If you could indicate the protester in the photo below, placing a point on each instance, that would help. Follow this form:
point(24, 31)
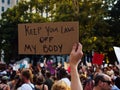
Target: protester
point(3, 84)
point(102, 82)
point(48, 80)
point(26, 77)
point(40, 83)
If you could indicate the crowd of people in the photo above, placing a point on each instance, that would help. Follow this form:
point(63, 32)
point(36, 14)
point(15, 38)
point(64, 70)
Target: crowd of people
point(75, 77)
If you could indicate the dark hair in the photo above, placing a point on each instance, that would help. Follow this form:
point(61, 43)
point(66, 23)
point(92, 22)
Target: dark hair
point(40, 80)
point(48, 74)
point(26, 74)
point(98, 78)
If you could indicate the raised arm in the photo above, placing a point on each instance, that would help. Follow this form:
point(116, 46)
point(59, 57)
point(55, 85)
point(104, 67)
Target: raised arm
point(75, 58)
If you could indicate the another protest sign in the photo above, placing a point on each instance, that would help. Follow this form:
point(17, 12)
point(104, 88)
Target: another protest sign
point(47, 38)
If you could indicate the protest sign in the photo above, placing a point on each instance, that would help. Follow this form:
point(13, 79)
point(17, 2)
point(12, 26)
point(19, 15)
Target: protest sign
point(47, 38)
point(97, 58)
point(117, 52)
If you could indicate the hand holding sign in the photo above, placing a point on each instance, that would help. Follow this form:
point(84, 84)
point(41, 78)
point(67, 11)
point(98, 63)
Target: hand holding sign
point(47, 38)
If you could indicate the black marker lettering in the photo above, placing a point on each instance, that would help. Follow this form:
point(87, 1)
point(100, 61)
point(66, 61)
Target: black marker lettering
point(27, 32)
point(31, 48)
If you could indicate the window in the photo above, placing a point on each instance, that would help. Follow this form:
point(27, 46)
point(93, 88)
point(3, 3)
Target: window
point(3, 9)
point(8, 2)
point(3, 1)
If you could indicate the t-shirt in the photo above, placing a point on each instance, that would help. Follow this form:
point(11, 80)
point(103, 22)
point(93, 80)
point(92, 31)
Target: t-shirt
point(27, 86)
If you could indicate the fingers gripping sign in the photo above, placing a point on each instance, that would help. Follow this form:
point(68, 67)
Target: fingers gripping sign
point(76, 54)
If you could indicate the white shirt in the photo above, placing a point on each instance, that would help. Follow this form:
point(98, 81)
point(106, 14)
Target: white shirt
point(28, 86)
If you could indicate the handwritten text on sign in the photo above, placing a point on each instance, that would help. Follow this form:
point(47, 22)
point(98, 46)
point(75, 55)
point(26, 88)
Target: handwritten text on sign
point(47, 38)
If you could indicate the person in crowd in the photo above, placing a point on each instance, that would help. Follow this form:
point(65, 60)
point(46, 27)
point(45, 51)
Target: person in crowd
point(3, 84)
point(60, 85)
point(40, 83)
point(48, 80)
point(26, 77)
point(102, 82)
point(75, 58)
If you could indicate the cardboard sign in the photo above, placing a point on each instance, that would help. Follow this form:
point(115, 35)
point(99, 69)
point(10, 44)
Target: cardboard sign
point(47, 38)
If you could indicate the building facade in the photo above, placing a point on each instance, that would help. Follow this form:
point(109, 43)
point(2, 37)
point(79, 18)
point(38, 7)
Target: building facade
point(5, 4)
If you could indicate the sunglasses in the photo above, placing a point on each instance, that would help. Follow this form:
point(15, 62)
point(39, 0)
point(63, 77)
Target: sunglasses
point(108, 82)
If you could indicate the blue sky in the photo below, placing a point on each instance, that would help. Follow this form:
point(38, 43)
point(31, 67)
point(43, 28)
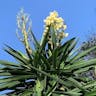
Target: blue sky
point(79, 15)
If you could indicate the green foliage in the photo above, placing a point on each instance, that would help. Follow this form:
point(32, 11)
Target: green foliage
point(48, 71)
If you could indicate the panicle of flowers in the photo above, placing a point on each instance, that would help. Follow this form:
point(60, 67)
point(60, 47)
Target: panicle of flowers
point(57, 23)
point(24, 26)
point(54, 20)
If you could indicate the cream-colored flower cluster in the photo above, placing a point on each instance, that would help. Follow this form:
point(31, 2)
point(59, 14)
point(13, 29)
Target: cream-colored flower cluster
point(54, 20)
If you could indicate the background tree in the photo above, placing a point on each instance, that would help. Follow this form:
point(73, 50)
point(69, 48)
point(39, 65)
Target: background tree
point(51, 67)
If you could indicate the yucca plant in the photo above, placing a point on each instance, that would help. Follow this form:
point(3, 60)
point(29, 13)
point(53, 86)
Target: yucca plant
point(50, 67)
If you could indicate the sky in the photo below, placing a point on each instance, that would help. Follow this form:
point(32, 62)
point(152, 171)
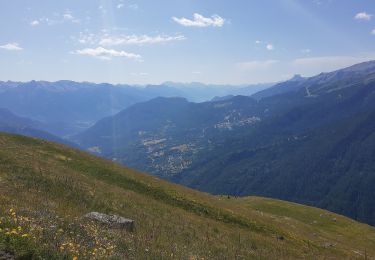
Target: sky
point(209, 41)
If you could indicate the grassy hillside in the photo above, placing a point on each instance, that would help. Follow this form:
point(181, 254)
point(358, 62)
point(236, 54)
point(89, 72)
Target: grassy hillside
point(46, 188)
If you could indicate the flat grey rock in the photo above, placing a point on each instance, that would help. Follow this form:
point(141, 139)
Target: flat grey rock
point(112, 221)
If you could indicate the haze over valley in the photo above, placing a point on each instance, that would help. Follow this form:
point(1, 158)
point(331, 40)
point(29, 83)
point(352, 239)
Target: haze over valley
point(189, 130)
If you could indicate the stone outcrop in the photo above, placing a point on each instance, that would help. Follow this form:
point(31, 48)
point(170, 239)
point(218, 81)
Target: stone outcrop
point(112, 221)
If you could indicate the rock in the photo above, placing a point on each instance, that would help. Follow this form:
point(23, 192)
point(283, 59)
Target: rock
point(6, 255)
point(113, 221)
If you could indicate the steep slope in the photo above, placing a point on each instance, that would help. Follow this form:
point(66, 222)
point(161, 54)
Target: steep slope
point(11, 123)
point(164, 135)
point(45, 188)
point(324, 81)
point(270, 147)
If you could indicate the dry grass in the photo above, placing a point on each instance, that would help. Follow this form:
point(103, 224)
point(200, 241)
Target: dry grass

※ ※ ※

** Task brief **
Exactly reproduce the entries above, minus the pictures.

** Result of the task **
If you could indicate the protester in the photo below, placing a point on each instance, that would help. Follow this form:
point(24, 31)
Target: protester
point(3, 84)
point(102, 82)
point(48, 80)
point(26, 77)
point(40, 83)
If you could indicate the crowd of people in the photo above, placing a point on each instance, that would help. Follow this form:
point(63, 32)
point(36, 14)
point(15, 38)
point(64, 70)
Target: crowd of people
point(75, 77)
If you could indicate the dark hair in the photo above, placing a point on each instance, that would help. Follow this form:
point(61, 43)
point(66, 23)
point(92, 22)
Target: dark hair
point(40, 80)
point(48, 74)
point(26, 74)
point(98, 78)
If you could indicate the raised arm in the photo above, placing a point on each instance, that would help. Follow this form:
point(116, 46)
point(59, 57)
point(55, 85)
point(104, 67)
Target: raised arm
point(75, 58)
If you could indicate the another protest sign in the photo above, placing a point on each instance, that would help. Follow this form:
point(17, 12)
point(104, 88)
Target: another protest sign
point(47, 38)
If you could indicate the protest sign in the photo above, placing a point on each instance, that would help. Follow this form:
point(13, 79)
point(17, 2)
point(12, 26)
point(19, 15)
Target: protest sign
point(47, 38)
point(97, 58)
point(117, 52)
If you could indicate the hand holding sign in the photo above, placing a point on each instance, that would help. Follow this form:
point(84, 84)
point(41, 78)
point(67, 11)
point(98, 63)
Target: hand holding sign
point(47, 38)
If you could indicate the black marker lettering in the photo above, placing a point on each instance, that would help. Follow this form:
point(87, 1)
point(100, 61)
point(66, 61)
Target: black marker lettering
point(27, 32)
point(31, 48)
If you could indicate the window in the photo above, placing a point on each instance, that would help. Follow this form:
point(27, 46)
point(93, 88)
point(3, 3)
Target: window
point(3, 9)
point(8, 2)
point(3, 1)
If you could indicate the t-shirt in the photo above, placing a point on each instance, that would help. Follow this form:
point(11, 80)
point(103, 22)
point(93, 80)
point(92, 31)
Target: t-shirt
point(27, 86)
If you could indicate the fingers gripping sign in the photo above, placing a point on each instance, that would help. Follow this form:
point(68, 67)
Target: fingers gripping sign
point(76, 54)
If you could indicate the white shirt in the photo above, placing a point on each instance, that would help. Follow this form:
point(98, 81)
point(106, 14)
Target: white shirt
point(28, 86)
If you could indicate the handwritten text on sign in the photo above, placing a point on each instance, that would help. Follow this form:
point(47, 22)
point(98, 46)
point(75, 55)
point(26, 88)
Target: handwritten text on sign
point(47, 38)
If you could indicate the person in crowd in the photo above, placing a point on each instance, that would help. Follow this form:
point(65, 60)
point(46, 27)
point(45, 51)
Target: person in crowd
point(3, 84)
point(60, 85)
point(40, 83)
point(48, 80)
point(26, 77)
point(102, 82)
point(75, 58)
If you could indicate the cardboard sign in the photo above, placing a point on each instance, that would help. Follow this form:
point(115, 35)
point(99, 69)
point(10, 44)
Target: cardboard sign
point(47, 38)
If you could indicate the building facade in the photo above, placing a point on each instance, that would help. Follow this form:
point(109, 43)
point(2, 37)
point(79, 18)
point(38, 7)
Target: building facade
point(5, 4)
If you could indicate the sunglasses in the photo above, placing a point on each instance, that would help. Follow this form:
point(15, 62)
point(39, 0)
point(63, 77)
Target: sunglasses
point(108, 82)
If you could indicate the blue sky in the photo below, placing a point on each instance, that would help. Follow this form:
point(38, 43)
point(31, 67)
point(43, 28)
Target: blue sky
point(79, 15)
If you could indicate the green foliage in the photo above, placing a point on each instance, that would help. Follow this form:
point(32, 11)
Target: green foliage
point(48, 71)
If you could indicate the panicle of flowers in the photo above, placing a point on each instance, that would help. Follow this form:
point(60, 67)
point(60, 47)
Target: panicle of flowers
point(57, 23)
point(24, 26)
point(54, 20)
If you could indicate the cream-colored flower cluster in the photo above, placing a point on each instance, that would help. Follow this form:
point(31, 2)
point(59, 14)
point(13, 29)
Target: cream-colored flower cluster
point(54, 20)
If you could indicate the background tree in the photo above, placing a point on each instance, that would help. Follow this form:
point(73, 50)
point(69, 48)
point(39, 65)
Target: background tree
point(51, 67)
If you could indicate the yucca plant in the photo above, placing a point on each instance, that would help. Follow this form:
point(3, 60)
point(29, 13)
point(53, 86)
Target: yucca plant
point(50, 67)
If you could indicate the sky in the photo below, placing a point on each instance, that would help. Follow this form:
point(32, 62)
point(152, 171)
Target: sky
point(209, 41)
If you could indicate the grassy hillside in the photo above, placing a point on each instance, that would help. Follow this form:
point(181, 254)
point(358, 62)
point(236, 54)
point(89, 72)
Target: grassy hillside
point(46, 188)
If you could indicate the flat grey rock in the photo above, placing a point on each instance, that would help. Follow this form:
point(141, 139)
Target: flat grey rock
point(112, 221)
If you could indicate the haze over valley in the photo above, placing a point on each instance, that would help. Follow this form:
point(1, 158)
point(331, 40)
point(29, 83)
point(352, 239)
Target: haze over valley
point(189, 130)
If you could indicate the stone outcrop in the photo above, placing a point on each instance, that would help. Follow this form:
point(31, 48)
point(170, 239)
point(218, 81)
Target: stone outcrop
point(112, 221)
If you could indicate the rock in the photo above, placing a point on each instance, that would help. Follow this form:
point(23, 192)
point(283, 59)
Target: rock
point(6, 255)
point(113, 221)
If you could indicate the steep slope in the photo above, placing a point on each instance, that would help. Follow this form:
point(66, 222)
point(161, 54)
Target: steep slope
point(11, 123)
point(164, 135)
point(45, 188)
point(324, 81)
point(270, 147)
If you could indicate the dry grass in the photo above, placing a point on each instance, that would help. Follow this form:
point(103, 224)
point(200, 241)
Target: dry grass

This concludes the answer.